• Work instruction:
Set down each line of the material that follows, exactly, with no pictures.

*** Data for the task Section Begins ***

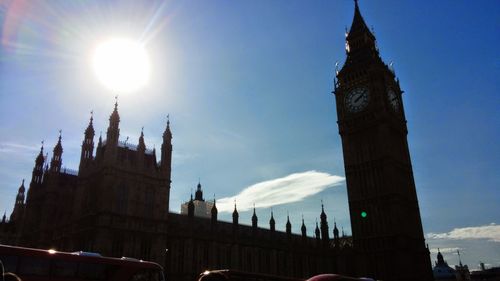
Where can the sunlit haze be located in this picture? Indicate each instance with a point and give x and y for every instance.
(248, 88)
(121, 64)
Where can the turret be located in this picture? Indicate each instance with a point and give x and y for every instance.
(360, 41)
(254, 219)
(214, 213)
(87, 145)
(56, 162)
(18, 211)
(288, 226)
(141, 147)
(272, 223)
(113, 132)
(324, 225)
(37, 174)
(235, 215)
(199, 193)
(303, 228)
(191, 207)
(336, 238)
(317, 233)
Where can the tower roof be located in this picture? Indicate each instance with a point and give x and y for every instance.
(199, 193)
(115, 117)
(58, 148)
(90, 128)
(358, 26)
(167, 135)
(21, 188)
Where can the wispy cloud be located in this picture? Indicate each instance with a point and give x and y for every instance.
(7, 147)
(445, 250)
(490, 232)
(288, 189)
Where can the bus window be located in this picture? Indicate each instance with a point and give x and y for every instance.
(61, 268)
(92, 271)
(34, 266)
(9, 263)
(147, 275)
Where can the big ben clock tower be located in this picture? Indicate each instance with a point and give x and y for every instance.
(383, 205)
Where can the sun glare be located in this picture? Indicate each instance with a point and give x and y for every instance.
(122, 65)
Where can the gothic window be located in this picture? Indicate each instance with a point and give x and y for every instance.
(149, 202)
(122, 199)
(146, 249)
(117, 246)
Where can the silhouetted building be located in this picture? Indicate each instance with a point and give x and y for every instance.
(383, 205)
(117, 203)
(202, 208)
(441, 270)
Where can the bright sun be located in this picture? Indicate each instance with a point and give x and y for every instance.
(121, 65)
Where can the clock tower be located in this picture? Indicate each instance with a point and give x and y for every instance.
(383, 205)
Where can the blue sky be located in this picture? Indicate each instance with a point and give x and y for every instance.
(248, 88)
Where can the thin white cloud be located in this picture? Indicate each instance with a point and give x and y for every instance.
(288, 189)
(445, 250)
(490, 232)
(16, 148)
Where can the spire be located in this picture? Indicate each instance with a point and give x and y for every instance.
(191, 207)
(167, 135)
(335, 229)
(303, 228)
(55, 163)
(142, 145)
(288, 225)
(324, 224)
(40, 159)
(20, 194)
(99, 143)
(235, 214)
(323, 215)
(90, 128)
(254, 218)
(214, 212)
(272, 223)
(440, 258)
(459, 258)
(360, 38)
(316, 231)
(21, 188)
(113, 132)
(166, 151)
(87, 144)
(199, 193)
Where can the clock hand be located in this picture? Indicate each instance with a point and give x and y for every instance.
(360, 96)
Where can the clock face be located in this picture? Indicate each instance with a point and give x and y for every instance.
(393, 99)
(357, 99)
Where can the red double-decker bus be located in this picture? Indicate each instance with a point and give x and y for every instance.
(41, 265)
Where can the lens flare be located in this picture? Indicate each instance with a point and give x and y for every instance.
(122, 65)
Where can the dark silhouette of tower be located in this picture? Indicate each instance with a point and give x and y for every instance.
(272, 223)
(324, 226)
(385, 216)
(18, 211)
(254, 220)
(87, 147)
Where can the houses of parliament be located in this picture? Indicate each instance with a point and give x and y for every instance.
(117, 203)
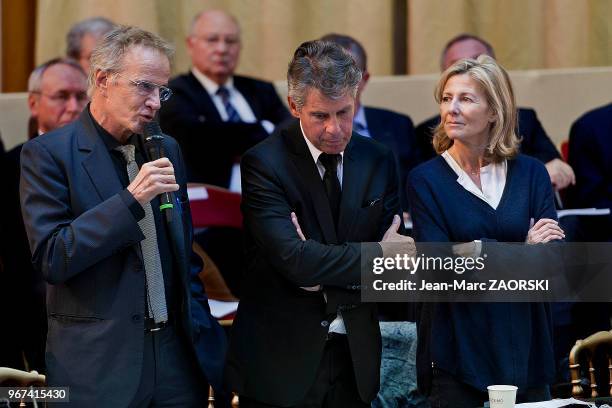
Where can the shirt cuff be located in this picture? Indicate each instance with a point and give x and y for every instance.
(133, 205)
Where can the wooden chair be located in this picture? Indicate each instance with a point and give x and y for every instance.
(586, 349)
(10, 377)
(214, 206)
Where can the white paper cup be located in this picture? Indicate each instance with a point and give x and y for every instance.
(502, 396)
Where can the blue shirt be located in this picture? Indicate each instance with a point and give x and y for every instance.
(495, 343)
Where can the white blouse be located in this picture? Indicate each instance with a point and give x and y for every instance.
(492, 180)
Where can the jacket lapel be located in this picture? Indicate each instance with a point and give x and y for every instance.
(312, 180)
(378, 129)
(351, 191)
(97, 161)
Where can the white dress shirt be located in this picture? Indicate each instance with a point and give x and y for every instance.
(492, 180)
(237, 100)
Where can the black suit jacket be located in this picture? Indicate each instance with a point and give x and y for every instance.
(590, 155)
(85, 241)
(280, 330)
(395, 131)
(211, 146)
(535, 142)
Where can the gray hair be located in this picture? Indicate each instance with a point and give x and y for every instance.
(108, 54)
(196, 18)
(324, 66)
(351, 45)
(35, 79)
(96, 26)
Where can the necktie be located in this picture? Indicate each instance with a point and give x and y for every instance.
(232, 114)
(332, 184)
(156, 295)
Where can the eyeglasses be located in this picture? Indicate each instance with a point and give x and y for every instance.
(64, 96)
(146, 88)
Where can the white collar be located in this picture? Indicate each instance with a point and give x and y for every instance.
(211, 86)
(313, 150)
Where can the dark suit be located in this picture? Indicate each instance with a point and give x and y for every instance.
(26, 287)
(395, 131)
(535, 142)
(212, 146)
(590, 155)
(85, 240)
(280, 330)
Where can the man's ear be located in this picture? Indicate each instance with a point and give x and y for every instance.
(492, 116)
(293, 107)
(33, 102)
(189, 42)
(102, 80)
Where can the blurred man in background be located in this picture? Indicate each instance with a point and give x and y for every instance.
(535, 142)
(83, 37)
(57, 93)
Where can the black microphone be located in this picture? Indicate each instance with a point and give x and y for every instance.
(153, 144)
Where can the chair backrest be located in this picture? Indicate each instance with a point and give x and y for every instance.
(14, 377)
(586, 349)
(213, 206)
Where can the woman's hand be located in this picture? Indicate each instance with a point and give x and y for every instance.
(545, 230)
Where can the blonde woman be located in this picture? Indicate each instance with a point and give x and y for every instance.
(481, 188)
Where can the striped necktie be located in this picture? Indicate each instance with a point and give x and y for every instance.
(156, 294)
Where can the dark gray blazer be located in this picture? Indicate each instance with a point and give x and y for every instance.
(280, 330)
(84, 240)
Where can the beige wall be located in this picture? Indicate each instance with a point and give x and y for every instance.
(272, 29)
(527, 34)
(558, 96)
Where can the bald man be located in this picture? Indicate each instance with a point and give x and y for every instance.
(535, 142)
(214, 114)
(57, 93)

*** Data for the task Section Ends ***

• Solution for this problem:
Where can the sunlit haze be located in this picture? Indicate each instance with a point and give x and y for every instance.
(248, 88)
(121, 64)
Where can the turret be located in this picture? Indicate each instance with a point and give x and y for every instance.
(360, 41)
(254, 219)
(214, 213)
(87, 145)
(56, 162)
(18, 211)
(288, 226)
(141, 147)
(272, 223)
(113, 132)
(324, 225)
(37, 174)
(235, 215)
(199, 193)
(303, 228)
(191, 207)
(336, 238)
(317, 233)
Where can the tower roof be located in this picture? Indicate each instance with a point and give x and y for every instance.
(199, 193)
(115, 117)
(58, 148)
(90, 128)
(358, 26)
(167, 135)
(21, 188)
Where can the wispy cloud be located in this picture? Indicate each instance with a point and give x and y for every instance.
(7, 147)
(445, 250)
(490, 232)
(288, 189)
Where can the bus window be located in this picture? Indicate each instance with a point and give x and y for every instance.
(61, 268)
(92, 271)
(34, 266)
(9, 263)
(147, 275)
Where can the big ben clock tower be located in this picture? Indicate each instance with a point and give x and y for every instance.
(383, 205)
Where can the sun glare be located in this picture? Indicate each instance with a point and give x and y for every instance.
(122, 65)
Where can the gothic window be located in this picture? Indicate each instance with a point and give x and y for every instance.
(149, 202)
(122, 199)
(146, 249)
(117, 246)
Where can the silhouetted building be located in this picture? Indicate each instance with a point and give x and y for every instance.
(383, 205)
(117, 203)
(202, 208)
(441, 270)
Where can the bright sun be located in this picture? Indicate each instance with a point and give x and y for every instance.
(121, 65)
Where can the clock tower be located in this picture? Indicate each instance with a point and give x and y for every instance.
(383, 205)
Where can the blue sky be located in this picture? Indicate each instance with a point and give x and y for every instance.
(248, 88)
Where can the thin white cloud be located in this picture? Indicate each instance with a point and give x and y for every instance.
(288, 189)
(445, 250)
(490, 232)
(16, 148)
Where can the spire be located in this picture? Indicate each instance with a point and give x and y for every instance.
(191, 207)
(167, 135)
(335, 229)
(303, 228)
(55, 163)
(142, 145)
(288, 225)
(324, 224)
(40, 159)
(20, 194)
(99, 143)
(235, 214)
(323, 215)
(90, 128)
(254, 218)
(214, 212)
(272, 223)
(440, 258)
(459, 258)
(360, 38)
(316, 231)
(21, 188)
(113, 132)
(166, 151)
(87, 144)
(199, 193)
Where can the clock hand be located in this picture? Indicate each instance with a point and give x and y for every instance.
(360, 96)
Where can the clock face be located in this picture? Indicate each instance with a point and give x and y for every instance.
(393, 99)
(357, 99)
Where can the red double-decker bus be located in this picture? Indicate each instance with a point and give x and y for every instance.
(41, 265)
Where can the lens flare be located in this picture? Indicate each instance with a point and give x and y for every instance.
(122, 65)
Where can the dark silhouette of tower be located in this picture? Indicate each instance with a point and give x and y for every instance.
(272, 223)
(324, 226)
(385, 216)
(18, 211)
(254, 220)
(87, 147)
Where can the houses of parliament be located in this picture? Indicate each instance with a point and give x and y for every instance.
(117, 203)
Where can the shirt cuff be located in this picture? Indicate each instance with a point and give x and y for every instance.
(133, 205)
Where can the wooden chair be located in this picture? Indicate each instance with a point and give x and y for every instance.
(586, 349)
(10, 377)
(214, 206)
Where can the white paper cup be located in this picture? Indicate each instance with a point and give x and y for every instance.
(502, 396)
Where can the blue shirt be located in this picture? Indicate each instance with a point and give x and y for every instance.
(495, 343)
Where can the white blouse be located in this picture? Indicate each instance with a point and give x and y for every instance.
(492, 180)
Where can the jacket lapel be located in this picture? Indicate each instance with a point and give x and y for every instance.
(312, 180)
(378, 129)
(351, 191)
(97, 161)
Where can the white dress shirt be located in this picture? Indicate each instance with a point and give x and y for every instance.
(492, 180)
(237, 100)
Where can the black suit jacket be located in this picture? Indicate each instance with a point and give x and y for every instance.
(590, 155)
(85, 241)
(280, 330)
(395, 131)
(211, 146)
(535, 142)
Where can the gray hair be located in this picture? Indicate each instance with a point and give x and y for every instance.
(108, 54)
(196, 18)
(324, 66)
(351, 45)
(35, 79)
(96, 26)
Where can the necktie be located in this picture? Indicate each instance with a point and give x and y for every instance.
(232, 114)
(332, 184)
(156, 295)
Where can the eyeglasses be located in this picture? Indicate each instance with a point and give x and y for every instance.
(64, 96)
(146, 88)
Where can the white collar be located in this picture? Indicate each instance with a point and give x and y for every instance.
(211, 86)
(313, 150)
Where can the dark suit be located in this picture? Indicate each instance with a point and give x and y for every instance.
(26, 287)
(395, 131)
(535, 142)
(212, 146)
(590, 155)
(85, 240)
(280, 330)
Where can the man's ear be located in this picture? Indicate each instance with a point and give x and y for every instance.
(492, 116)
(293, 107)
(33, 102)
(189, 42)
(102, 80)
Where can the blurred man in background be located in this picture? Indicate each instance with a point and give x and y for every instance.
(535, 142)
(83, 37)
(57, 93)
Where can the black microphone be located in this picture? Indicate each instance with a point and give x and y for every instance.
(153, 144)
Where can the chair backrest be located in this picture? Indicate each instance with a point and give x and y for every instance.
(14, 377)
(586, 349)
(213, 206)
Where can the woman's hand be located in this picture? Indicate each instance with a point and give x and y for every instance.
(545, 230)
Where can the blonde woman be located in this picture? Indicate each instance with a point and give x and y for every instance.
(481, 188)
Where can the striped necktie be located in this picture? Indicate each instance with a point and give x and y for every instance.
(156, 294)
Where can the dark gray blazer be located in this picture? Indicate each instance with a point and give x and y for every instance.
(280, 330)
(84, 240)
Where can the beige wall be located in this picture? Indicate each instance with a point and give x and y for every instance.
(272, 29)
(527, 34)
(558, 96)
Where can the bald man be located in this picture? Indicate each instance with a point and give x and y for every instance.
(535, 142)
(214, 114)
(57, 93)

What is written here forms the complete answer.